→ Data supplied:
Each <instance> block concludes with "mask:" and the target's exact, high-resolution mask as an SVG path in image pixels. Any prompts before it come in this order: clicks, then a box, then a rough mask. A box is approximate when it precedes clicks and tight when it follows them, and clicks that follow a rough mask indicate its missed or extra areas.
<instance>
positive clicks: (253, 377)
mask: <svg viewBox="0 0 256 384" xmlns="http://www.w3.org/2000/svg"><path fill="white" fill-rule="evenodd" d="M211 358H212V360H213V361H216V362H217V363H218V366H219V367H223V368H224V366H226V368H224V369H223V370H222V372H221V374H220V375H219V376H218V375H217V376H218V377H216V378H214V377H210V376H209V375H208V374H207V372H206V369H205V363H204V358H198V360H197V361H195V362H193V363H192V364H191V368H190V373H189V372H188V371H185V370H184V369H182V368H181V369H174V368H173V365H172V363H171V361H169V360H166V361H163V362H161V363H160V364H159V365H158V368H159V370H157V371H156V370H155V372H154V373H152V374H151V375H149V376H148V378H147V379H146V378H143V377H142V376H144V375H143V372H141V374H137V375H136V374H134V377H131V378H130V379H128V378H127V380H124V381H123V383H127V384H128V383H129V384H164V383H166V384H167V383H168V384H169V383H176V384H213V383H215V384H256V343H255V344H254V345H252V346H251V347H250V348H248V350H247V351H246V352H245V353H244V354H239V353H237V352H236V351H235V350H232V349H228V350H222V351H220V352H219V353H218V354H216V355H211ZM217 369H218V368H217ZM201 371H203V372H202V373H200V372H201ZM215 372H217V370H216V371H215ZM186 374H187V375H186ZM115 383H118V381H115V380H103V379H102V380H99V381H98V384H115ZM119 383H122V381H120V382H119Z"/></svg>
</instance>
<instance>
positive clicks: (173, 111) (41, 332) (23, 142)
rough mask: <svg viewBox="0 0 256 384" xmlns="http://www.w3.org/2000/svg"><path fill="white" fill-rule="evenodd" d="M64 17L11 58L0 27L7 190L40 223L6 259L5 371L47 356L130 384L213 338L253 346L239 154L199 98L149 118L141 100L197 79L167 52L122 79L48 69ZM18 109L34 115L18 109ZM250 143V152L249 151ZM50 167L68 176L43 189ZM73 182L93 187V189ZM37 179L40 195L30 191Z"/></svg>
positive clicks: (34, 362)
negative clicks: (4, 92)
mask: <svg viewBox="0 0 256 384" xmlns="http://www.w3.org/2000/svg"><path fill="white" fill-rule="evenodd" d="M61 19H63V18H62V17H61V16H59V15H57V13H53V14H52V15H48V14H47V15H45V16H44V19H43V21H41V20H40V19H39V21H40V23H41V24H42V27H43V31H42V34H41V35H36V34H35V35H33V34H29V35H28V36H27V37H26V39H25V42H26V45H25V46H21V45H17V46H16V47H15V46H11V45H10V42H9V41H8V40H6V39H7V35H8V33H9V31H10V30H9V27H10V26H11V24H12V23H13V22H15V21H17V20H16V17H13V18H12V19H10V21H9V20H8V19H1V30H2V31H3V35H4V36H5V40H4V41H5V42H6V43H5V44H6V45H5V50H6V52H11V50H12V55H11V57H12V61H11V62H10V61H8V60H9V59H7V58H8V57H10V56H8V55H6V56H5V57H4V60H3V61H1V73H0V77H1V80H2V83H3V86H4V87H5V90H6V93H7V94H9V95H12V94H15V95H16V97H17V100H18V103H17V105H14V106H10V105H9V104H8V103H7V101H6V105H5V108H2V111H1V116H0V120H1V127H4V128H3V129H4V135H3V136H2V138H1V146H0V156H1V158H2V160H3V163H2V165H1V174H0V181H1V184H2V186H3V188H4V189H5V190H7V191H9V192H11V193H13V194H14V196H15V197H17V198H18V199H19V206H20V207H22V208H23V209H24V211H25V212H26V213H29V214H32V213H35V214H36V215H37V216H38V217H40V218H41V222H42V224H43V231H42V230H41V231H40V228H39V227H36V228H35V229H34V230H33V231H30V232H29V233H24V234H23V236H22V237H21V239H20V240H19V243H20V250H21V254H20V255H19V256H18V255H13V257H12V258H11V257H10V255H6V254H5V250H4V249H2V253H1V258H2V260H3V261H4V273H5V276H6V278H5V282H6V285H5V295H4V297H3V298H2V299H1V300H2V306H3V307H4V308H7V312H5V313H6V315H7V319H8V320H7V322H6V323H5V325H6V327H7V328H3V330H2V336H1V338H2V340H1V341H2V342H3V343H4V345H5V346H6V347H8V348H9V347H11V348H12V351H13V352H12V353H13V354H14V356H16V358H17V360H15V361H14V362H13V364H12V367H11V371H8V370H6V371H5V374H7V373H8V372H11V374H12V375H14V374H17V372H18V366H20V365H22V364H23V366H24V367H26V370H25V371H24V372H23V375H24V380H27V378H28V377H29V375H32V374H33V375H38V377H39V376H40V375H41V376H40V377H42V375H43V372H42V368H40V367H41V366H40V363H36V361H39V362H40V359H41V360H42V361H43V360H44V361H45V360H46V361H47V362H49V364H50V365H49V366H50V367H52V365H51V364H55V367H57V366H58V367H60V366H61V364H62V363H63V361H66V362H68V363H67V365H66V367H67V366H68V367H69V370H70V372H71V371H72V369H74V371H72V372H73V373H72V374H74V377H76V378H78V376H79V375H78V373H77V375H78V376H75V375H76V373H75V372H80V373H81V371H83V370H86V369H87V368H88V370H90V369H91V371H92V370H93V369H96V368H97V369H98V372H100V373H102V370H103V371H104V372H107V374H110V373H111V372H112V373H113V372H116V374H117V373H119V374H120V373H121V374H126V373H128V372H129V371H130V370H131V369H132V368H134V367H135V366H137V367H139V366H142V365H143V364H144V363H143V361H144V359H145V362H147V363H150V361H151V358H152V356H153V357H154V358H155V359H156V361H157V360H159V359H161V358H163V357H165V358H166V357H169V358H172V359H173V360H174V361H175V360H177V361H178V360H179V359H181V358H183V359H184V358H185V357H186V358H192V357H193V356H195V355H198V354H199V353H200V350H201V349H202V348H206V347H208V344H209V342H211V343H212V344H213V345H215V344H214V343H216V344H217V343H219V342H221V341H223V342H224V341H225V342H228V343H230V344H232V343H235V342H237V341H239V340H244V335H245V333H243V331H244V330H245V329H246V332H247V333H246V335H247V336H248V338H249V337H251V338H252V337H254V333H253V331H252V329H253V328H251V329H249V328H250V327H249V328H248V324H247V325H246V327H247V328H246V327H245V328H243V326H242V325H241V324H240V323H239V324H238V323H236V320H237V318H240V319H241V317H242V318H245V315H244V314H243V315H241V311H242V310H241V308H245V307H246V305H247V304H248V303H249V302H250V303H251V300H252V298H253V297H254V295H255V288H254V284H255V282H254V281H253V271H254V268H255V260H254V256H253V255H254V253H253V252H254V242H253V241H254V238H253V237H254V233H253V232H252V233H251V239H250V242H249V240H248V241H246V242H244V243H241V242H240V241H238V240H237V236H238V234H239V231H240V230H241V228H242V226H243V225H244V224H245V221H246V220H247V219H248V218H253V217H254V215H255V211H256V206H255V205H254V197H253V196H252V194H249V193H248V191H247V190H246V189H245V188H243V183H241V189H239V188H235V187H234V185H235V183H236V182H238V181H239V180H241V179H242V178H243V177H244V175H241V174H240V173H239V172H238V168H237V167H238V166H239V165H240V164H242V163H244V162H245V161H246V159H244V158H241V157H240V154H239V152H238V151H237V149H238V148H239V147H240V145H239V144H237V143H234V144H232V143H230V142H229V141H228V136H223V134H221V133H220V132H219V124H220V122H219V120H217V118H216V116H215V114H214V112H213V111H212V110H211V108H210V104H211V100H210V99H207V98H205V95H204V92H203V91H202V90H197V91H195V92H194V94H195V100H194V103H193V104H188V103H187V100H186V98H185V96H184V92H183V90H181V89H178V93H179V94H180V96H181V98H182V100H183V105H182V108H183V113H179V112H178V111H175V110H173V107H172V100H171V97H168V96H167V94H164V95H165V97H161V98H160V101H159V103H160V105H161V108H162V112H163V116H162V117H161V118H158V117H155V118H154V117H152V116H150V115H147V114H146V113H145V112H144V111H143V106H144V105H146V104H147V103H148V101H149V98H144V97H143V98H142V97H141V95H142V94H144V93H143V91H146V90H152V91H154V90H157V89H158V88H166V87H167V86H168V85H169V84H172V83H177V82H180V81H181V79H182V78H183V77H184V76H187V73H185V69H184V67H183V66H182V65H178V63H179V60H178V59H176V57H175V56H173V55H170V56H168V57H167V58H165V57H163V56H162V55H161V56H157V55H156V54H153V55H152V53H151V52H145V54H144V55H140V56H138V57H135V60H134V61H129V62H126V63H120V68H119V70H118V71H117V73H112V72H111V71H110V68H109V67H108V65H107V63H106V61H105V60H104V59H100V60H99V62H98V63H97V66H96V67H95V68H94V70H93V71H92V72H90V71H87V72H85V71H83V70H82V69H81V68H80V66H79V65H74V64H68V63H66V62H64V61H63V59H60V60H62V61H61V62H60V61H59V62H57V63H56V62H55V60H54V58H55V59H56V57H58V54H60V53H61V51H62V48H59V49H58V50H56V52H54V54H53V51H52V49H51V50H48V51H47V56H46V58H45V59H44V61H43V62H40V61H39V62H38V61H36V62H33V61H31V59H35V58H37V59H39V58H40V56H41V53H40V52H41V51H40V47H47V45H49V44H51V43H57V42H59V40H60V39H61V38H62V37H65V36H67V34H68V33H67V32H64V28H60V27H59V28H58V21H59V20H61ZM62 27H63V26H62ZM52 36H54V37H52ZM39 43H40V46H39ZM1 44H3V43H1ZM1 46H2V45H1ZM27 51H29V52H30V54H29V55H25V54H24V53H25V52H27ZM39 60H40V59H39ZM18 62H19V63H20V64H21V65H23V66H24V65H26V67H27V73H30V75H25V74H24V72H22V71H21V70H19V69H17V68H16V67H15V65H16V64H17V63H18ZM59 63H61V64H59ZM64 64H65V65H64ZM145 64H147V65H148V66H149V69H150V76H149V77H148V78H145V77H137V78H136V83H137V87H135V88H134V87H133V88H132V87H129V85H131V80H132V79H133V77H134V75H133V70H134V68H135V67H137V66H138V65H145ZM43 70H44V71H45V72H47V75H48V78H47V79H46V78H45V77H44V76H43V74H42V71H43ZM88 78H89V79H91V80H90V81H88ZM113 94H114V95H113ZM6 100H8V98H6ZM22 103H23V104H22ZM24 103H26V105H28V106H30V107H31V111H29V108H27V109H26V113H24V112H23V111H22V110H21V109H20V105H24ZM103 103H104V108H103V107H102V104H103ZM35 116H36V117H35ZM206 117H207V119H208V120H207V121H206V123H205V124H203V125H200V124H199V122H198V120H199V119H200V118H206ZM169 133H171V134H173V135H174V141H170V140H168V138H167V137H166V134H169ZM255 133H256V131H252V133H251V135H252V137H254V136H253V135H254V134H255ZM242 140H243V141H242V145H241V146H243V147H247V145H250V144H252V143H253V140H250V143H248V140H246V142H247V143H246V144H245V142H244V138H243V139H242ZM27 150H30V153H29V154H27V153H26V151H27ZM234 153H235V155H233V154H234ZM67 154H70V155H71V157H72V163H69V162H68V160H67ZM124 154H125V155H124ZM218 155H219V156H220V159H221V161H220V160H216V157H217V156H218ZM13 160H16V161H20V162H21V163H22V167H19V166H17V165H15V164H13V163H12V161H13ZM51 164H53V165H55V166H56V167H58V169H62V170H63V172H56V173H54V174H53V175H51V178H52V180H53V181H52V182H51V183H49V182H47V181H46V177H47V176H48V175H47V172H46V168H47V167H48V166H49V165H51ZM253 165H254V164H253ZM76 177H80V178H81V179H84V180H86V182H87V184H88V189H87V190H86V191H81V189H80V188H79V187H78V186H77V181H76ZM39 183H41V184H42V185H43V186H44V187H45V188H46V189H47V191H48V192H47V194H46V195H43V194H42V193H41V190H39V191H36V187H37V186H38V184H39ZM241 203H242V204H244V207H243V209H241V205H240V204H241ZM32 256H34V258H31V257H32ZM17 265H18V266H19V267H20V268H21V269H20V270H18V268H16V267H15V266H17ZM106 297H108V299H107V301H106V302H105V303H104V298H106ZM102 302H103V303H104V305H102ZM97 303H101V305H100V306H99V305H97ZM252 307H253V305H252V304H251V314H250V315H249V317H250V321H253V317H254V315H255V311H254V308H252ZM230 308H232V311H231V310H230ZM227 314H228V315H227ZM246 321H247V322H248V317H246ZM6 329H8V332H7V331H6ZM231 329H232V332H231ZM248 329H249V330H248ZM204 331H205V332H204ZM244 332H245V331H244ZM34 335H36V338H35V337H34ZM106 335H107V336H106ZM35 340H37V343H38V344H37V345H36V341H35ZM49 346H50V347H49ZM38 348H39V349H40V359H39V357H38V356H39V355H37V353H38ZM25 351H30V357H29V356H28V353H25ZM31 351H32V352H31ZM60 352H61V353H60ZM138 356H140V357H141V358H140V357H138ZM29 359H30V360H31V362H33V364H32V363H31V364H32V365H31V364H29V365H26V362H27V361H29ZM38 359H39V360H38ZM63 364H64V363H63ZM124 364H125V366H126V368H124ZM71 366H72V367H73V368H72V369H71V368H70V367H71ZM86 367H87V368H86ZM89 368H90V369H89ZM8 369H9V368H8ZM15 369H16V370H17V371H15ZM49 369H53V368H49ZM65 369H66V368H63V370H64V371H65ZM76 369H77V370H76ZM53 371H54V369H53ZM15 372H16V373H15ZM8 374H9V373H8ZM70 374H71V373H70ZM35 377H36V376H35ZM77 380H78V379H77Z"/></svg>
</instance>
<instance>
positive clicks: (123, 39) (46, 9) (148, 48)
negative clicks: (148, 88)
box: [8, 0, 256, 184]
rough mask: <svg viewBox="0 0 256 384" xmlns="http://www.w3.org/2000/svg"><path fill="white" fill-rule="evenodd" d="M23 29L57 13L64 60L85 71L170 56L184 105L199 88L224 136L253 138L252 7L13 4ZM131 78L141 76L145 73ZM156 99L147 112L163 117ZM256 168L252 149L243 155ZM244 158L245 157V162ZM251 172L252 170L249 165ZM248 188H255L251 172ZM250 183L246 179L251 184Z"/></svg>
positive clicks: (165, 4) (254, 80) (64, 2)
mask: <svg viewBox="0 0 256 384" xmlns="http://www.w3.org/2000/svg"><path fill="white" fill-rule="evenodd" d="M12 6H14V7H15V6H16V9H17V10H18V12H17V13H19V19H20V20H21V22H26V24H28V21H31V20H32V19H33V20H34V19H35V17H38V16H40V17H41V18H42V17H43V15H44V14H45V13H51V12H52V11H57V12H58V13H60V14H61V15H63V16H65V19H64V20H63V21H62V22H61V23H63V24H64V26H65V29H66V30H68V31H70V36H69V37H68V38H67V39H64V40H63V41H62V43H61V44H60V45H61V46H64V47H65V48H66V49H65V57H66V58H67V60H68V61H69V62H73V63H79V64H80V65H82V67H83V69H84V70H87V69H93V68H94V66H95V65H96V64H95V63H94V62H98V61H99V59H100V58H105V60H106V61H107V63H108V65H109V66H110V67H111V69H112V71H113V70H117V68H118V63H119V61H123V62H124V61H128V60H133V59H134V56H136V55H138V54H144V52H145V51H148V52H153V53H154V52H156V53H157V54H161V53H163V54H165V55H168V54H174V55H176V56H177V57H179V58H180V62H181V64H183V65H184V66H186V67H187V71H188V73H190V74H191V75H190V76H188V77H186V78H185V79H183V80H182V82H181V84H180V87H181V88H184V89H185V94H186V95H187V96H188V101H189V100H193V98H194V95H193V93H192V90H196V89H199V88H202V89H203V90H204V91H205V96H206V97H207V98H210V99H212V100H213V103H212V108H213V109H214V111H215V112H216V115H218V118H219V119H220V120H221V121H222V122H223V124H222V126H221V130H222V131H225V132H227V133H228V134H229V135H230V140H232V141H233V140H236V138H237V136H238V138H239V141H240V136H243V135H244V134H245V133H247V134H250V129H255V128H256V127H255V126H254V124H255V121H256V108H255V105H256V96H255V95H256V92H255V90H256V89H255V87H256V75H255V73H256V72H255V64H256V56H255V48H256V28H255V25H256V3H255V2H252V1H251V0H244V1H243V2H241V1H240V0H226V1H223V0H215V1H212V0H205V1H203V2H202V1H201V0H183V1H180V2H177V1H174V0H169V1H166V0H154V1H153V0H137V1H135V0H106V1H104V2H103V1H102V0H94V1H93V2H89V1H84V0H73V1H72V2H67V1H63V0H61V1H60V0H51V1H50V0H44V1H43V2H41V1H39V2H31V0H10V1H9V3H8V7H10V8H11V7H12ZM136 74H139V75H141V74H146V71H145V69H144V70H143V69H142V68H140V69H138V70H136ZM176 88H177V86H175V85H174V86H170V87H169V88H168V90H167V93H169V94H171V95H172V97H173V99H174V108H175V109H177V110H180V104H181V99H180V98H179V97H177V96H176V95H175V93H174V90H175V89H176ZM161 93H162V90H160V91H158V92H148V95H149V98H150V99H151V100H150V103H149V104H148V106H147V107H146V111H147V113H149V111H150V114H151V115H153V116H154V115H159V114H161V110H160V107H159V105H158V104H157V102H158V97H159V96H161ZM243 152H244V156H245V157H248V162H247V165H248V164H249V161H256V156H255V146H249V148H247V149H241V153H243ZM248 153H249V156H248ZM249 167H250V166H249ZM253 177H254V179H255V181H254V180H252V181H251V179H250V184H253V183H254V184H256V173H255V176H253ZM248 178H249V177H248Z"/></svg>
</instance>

→ Task details:
Please retype the items above without changes, from their first line through the line that contains "positive clicks: (253, 377)".

→ Exercise result:
Each <instance> block concludes with "mask:" and the target's exact, high-resolution mask as an SVG path in image pixels. Any prompts before it come in this order: clicks, then a box, then a rough mask. A box is approximate when it precedes clicks and tight when it follows them, and clicks that follow a rough mask indicate its missed or extra areas.
<instance>
positive clicks: (253, 377)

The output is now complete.